__Required work__
Among the lines below, take the one holding "Task: indicate the utility", the one holding "Task: indicate the dirt", and all lines between them. Set them down exactly.

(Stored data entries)
::::

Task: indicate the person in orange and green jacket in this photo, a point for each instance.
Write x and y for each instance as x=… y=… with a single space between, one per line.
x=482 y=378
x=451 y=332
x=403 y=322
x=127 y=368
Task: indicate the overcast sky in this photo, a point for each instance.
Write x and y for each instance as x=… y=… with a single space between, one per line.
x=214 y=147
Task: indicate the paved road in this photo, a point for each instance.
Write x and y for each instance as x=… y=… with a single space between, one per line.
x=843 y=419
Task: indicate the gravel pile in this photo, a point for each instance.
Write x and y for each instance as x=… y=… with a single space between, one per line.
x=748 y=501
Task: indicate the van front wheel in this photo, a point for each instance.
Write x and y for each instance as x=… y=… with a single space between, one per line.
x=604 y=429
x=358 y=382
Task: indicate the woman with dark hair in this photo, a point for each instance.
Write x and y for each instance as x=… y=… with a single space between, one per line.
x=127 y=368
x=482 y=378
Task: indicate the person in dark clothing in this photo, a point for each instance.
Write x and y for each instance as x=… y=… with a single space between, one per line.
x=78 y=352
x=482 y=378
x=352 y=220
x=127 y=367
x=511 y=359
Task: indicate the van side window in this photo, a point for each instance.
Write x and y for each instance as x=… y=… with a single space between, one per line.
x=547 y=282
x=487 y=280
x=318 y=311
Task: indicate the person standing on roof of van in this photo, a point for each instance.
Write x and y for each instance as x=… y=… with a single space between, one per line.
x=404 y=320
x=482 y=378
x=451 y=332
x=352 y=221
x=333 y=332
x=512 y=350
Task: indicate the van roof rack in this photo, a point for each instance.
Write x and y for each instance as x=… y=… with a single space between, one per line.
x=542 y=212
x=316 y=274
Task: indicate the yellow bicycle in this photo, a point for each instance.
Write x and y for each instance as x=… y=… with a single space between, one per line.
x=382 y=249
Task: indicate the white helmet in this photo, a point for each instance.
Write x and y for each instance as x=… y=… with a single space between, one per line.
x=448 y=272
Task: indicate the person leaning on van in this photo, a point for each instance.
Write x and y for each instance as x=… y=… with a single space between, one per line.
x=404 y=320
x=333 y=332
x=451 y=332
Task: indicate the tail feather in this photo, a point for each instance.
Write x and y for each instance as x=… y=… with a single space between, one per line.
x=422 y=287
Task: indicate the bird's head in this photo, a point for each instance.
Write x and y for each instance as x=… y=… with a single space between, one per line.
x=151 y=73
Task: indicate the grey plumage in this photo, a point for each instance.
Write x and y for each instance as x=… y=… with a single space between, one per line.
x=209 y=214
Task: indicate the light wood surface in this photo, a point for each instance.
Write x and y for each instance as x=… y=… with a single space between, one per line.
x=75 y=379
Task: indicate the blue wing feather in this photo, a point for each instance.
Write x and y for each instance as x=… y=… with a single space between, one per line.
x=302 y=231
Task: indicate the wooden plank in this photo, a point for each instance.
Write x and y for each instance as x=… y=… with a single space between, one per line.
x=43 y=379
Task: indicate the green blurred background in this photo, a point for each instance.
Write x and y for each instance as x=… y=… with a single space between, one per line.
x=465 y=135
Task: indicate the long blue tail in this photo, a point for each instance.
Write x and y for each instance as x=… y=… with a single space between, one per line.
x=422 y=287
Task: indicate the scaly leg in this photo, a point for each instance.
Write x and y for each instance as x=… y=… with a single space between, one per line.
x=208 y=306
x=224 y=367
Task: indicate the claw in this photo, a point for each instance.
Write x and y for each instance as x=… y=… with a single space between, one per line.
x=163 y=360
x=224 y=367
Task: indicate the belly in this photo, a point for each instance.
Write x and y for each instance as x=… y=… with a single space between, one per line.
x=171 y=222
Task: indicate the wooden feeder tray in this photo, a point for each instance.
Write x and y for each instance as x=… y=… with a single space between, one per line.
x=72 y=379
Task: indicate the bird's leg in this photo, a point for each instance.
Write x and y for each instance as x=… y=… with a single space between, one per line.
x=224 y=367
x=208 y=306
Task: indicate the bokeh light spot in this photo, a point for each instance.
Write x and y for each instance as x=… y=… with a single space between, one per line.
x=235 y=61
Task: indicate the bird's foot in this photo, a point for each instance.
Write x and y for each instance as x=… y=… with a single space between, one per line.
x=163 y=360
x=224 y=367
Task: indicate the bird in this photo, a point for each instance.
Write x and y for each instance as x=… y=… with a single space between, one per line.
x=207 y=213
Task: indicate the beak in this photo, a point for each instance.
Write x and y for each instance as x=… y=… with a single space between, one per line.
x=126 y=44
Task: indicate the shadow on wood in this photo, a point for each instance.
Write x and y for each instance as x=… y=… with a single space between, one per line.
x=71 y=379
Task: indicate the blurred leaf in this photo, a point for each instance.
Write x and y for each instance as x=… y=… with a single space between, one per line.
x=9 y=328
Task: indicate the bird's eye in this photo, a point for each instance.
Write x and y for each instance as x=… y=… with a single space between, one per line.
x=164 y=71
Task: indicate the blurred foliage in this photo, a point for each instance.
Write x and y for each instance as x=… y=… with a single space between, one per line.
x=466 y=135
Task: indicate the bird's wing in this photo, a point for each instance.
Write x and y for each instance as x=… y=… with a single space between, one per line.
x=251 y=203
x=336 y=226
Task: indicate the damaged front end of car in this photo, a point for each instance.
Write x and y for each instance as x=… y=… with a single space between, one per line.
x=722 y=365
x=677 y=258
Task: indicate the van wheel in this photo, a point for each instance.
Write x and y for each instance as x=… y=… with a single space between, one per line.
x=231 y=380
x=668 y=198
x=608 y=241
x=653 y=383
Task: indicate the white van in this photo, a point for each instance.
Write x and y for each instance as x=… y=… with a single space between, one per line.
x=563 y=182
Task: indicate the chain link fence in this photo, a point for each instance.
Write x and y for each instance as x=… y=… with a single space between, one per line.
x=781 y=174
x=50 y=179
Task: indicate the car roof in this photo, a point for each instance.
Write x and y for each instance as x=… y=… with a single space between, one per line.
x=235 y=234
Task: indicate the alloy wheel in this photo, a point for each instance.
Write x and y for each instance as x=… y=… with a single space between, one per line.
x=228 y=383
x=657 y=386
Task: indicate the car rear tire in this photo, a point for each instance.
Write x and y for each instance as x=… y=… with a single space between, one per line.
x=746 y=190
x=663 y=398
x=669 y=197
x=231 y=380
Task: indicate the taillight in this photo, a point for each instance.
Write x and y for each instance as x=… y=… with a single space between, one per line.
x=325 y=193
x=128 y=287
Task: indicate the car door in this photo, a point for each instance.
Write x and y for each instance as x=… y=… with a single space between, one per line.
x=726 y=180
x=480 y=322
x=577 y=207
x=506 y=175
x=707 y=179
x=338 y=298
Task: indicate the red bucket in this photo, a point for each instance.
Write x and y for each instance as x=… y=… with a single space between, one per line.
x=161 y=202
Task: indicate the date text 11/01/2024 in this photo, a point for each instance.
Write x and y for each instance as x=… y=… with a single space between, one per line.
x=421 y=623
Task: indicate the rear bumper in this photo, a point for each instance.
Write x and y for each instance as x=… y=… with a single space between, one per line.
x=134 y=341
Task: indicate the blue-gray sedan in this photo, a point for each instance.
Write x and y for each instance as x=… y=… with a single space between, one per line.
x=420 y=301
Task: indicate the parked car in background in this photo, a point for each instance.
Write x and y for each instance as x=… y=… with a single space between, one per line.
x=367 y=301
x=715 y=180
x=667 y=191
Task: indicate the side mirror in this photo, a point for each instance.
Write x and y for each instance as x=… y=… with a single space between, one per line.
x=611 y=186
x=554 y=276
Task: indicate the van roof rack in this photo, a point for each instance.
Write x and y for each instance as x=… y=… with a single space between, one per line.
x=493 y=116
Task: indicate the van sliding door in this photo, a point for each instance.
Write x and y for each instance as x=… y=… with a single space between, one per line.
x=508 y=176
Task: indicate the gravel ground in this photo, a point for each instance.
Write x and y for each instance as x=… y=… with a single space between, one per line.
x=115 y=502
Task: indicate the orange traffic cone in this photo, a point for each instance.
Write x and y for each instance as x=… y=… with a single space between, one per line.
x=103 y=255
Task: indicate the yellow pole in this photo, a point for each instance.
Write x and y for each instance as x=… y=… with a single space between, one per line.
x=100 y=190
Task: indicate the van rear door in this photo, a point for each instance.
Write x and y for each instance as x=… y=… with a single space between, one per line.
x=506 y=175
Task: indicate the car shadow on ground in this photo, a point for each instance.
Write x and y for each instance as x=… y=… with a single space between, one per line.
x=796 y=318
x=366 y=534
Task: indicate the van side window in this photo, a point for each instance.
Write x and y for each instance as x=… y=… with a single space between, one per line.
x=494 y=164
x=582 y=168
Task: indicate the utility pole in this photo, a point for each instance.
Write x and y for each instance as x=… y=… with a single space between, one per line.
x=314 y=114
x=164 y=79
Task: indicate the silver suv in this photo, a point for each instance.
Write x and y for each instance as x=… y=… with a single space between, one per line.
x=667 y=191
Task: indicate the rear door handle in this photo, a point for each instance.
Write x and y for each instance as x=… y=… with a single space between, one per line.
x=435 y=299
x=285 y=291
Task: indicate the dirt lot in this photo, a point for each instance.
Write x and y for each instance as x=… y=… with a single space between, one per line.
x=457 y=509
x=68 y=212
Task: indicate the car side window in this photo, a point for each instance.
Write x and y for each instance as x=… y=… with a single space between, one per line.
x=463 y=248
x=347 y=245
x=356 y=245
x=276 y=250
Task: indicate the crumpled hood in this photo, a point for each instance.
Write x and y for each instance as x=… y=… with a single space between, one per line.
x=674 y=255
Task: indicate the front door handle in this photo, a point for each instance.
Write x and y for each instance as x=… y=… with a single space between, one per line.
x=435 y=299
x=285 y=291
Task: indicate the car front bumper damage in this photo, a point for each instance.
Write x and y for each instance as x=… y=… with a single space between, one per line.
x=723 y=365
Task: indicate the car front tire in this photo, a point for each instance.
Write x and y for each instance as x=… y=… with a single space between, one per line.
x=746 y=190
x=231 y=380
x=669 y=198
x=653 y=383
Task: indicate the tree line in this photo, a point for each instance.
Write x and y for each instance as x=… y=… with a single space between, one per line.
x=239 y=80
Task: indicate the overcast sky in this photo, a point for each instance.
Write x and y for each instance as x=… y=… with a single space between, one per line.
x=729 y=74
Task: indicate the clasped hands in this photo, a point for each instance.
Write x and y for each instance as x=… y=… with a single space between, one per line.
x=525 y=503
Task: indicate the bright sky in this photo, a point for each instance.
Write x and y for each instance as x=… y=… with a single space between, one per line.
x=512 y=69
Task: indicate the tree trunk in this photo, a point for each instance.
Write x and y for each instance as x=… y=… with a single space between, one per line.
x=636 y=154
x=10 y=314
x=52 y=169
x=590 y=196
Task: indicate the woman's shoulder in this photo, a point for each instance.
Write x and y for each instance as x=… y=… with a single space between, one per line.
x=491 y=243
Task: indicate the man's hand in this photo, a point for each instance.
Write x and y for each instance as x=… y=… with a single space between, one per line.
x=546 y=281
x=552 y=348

::::

__Solution to this problem__
Task: indicate the utility pole in this photo, a point for each instance.
Write x and y for each instance as x=… y=… with a single space between, one per line.
x=314 y=114
x=164 y=79
Task: indicate the silver suv in this photo, a point for each instance.
Write x and y for each instance as x=… y=… with a single space between, one per line.
x=667 y=191
Task: indicate the rear door handle in this photo, a point for each instance.
Write x and y for each instance as x=… y=… with a single space between, one per line.
x=435 y=299
x=285 y=291
Task: indicate the dirt lot in this photo, a point for each instance.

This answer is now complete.